TASK:
Where does the string "tree" occur in the records? Copy each line that holds it.

Point localization data
========================================

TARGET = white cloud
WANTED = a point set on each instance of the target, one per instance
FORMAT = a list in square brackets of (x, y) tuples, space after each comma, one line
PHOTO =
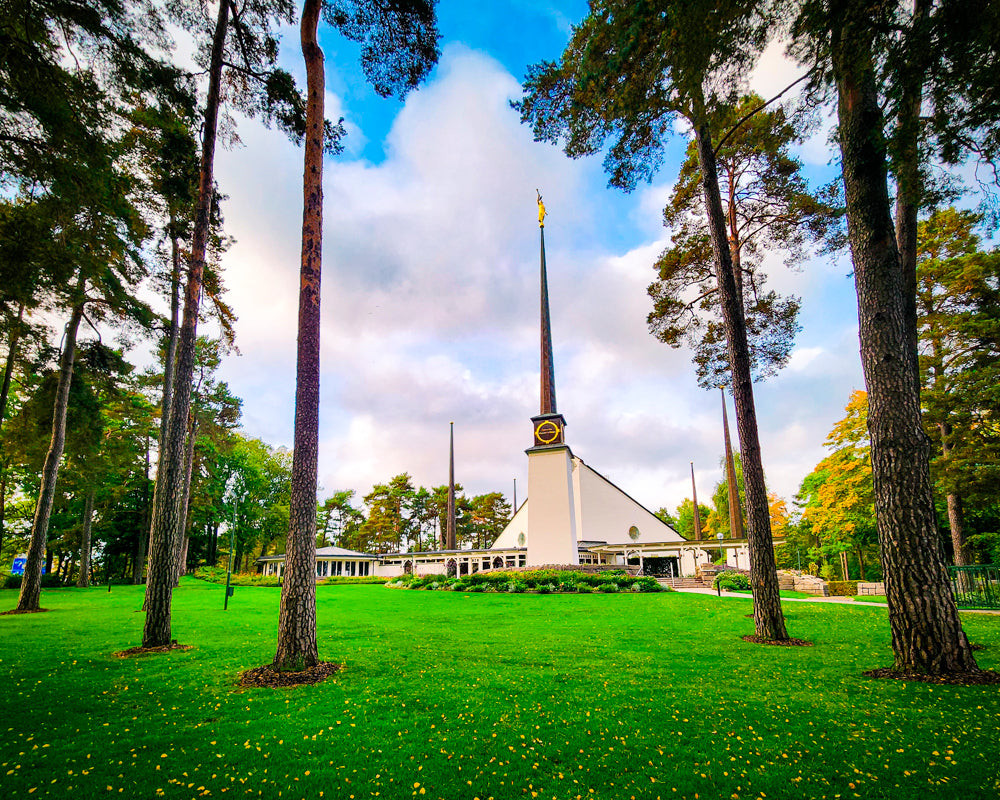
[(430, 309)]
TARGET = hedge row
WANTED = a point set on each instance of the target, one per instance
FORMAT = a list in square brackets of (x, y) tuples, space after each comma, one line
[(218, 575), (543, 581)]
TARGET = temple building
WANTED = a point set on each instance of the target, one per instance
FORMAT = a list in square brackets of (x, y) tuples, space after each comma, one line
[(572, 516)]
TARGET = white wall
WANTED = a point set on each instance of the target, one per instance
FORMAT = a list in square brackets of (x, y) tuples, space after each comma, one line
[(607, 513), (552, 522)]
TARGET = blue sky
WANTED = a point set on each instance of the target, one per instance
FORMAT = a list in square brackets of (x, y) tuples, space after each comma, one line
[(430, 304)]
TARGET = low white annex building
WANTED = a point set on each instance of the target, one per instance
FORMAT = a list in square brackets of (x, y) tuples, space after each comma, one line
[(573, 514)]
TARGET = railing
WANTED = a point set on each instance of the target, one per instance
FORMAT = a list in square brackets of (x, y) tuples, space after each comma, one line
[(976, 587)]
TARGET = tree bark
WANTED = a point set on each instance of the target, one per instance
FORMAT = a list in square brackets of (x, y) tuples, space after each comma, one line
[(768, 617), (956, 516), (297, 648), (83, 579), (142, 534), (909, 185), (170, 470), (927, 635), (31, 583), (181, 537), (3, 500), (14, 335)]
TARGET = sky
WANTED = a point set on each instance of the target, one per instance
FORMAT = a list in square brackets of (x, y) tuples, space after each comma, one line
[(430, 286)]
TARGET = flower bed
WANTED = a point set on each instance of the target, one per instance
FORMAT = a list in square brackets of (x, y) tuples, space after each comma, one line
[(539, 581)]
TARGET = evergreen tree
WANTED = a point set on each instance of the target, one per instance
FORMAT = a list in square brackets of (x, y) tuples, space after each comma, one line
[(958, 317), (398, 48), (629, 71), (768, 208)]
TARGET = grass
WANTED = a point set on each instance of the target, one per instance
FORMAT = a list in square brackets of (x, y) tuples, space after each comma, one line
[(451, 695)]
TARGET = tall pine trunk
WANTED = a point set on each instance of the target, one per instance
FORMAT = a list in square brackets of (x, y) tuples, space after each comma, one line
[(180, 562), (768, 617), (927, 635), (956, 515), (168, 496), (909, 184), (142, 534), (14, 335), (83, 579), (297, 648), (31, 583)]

========================================

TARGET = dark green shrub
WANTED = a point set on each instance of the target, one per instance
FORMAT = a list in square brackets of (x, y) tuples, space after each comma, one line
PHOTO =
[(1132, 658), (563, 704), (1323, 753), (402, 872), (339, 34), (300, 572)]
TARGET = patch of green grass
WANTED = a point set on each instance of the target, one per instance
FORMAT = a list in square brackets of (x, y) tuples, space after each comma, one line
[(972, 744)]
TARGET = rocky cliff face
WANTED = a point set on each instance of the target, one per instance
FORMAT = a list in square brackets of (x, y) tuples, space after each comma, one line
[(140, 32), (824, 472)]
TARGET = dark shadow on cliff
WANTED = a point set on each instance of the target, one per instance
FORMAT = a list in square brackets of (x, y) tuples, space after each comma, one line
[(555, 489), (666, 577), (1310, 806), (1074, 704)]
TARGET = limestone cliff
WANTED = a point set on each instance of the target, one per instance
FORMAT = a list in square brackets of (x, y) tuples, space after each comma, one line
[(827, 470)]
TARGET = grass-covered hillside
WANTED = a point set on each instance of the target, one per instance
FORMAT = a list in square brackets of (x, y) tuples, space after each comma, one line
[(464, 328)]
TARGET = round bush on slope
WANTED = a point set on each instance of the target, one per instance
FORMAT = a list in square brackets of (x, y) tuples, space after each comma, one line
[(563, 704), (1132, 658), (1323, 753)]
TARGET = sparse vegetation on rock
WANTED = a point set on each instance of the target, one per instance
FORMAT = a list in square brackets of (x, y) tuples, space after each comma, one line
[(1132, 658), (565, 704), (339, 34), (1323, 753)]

========================================

RESULT OF THIS TASK:
TARGET = tree bark
TARGET = evergreen tree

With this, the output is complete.